== Source document
We leave San Juan bright and early, the whole family packed into the car like sardines. Happy ones, though. We have food and music and a sense of adventure. Our nephew and his girlfriend are in the car in front of us, leading the way. Somehow things go awry west of Arecibo. We should be heading inland towards San Sebastian, but we seem to be going somewhere else. We follow along until we realize that we are definitely lost. But where we are lost is amazing. We have somehow ended up in Bosque Estatal De Guajataca, a beautiful forest with a tiny winding road leading through the trees. We even find a tower to climb to further enjoy the view. Our poor young tour guides are getting stressed, but they shouldn’t be. This was worth getting lost for!IMG_0442

We eventually find ourselves on a familiar road and make it to San Sebastian and Gozalandia Waterfall. There is a parking lot where we pay $5 to park. We grab our towels and cooler full of beer and snacks and make our way down the decidedly treacherous trail to the bottom of the falls. It is muddy, steep and slippery, but manageable. It’s worth all the effort. The waterfall is beautiful, maybe 50 to 60 feet high, and cascades down over the rocks, creating hidden caves. It doesn’t take us long to drop our gear and jump into the cool water. We scramble up the rocks on the left of the waterfall and creep behind the pounding water. It’s very thrilling. From there, we watch as the bravest people jump from high up on the wall into the pool. Exploring the area, we find a small cave to the right of the falls that we can swim into. It’s small, only big enough for a few people at a time. I can’t convince some of our group to try; it just looks too scary. It isn’t a long swim to the air pocket inside, though. I’m able to grab my daughter’s hand and pull her into me. It’s a day of fun swimming, jumping and exploring.
====
== Given data
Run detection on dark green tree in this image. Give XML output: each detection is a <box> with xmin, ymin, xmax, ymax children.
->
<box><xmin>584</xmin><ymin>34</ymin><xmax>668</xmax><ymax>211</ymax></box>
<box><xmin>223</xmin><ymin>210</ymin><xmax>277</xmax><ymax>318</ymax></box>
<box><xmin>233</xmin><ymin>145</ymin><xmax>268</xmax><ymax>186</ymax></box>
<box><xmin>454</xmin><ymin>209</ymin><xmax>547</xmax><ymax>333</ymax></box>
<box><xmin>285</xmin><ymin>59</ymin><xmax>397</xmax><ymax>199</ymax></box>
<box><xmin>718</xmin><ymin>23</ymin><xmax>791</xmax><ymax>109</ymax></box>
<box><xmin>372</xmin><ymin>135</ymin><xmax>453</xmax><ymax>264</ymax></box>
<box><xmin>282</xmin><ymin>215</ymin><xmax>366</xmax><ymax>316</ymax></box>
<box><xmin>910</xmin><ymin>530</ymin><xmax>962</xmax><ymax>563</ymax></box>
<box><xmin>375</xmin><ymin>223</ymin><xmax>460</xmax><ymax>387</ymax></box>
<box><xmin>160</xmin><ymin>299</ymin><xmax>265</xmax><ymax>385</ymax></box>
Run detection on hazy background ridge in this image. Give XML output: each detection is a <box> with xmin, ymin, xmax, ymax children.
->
====
## Requirements
1. Translate this sentence from the Puerto Rico road trip account into Spanish: "The waterfall is beautiful, maybe 50 to 60 feet high, and cascades down over the rocks, creating hidden caves."
2. Write what comes next in the Puerto Rico road trip account, picking up right after its final sentence.

## In response
1. La cascada es hermosa, quizás de 50 a 60 pies de altura, y se precipita sobre las rocas, formando cuevas ocultas.

2.
We find out later that there is actually another waterfall farther upstream, but by then everyone is too tired to explore. Apparently there is a rope you can use to swing out into the deep pool. Next time!

Helpful info:

Obviously, I cannot give great directions here! I have researched online and found these GPS coordinates, which everyone seems to use. Try them and see –  18.358268,-66.986489

There are a lot of hiking trails and caves to explore in Bosque Estatal de Guajataca. That is next on my list when we visit again. If you are going out to Gozalandia, though, you may want to do a little research and make a day of it.

Bring snacks and drinks, as there is nothing at the falls. I don’t go anywhere without my Olympus Stylus Tough Camera, as it is water proof and shock proof. That makes it perfect for these kinds of adventures.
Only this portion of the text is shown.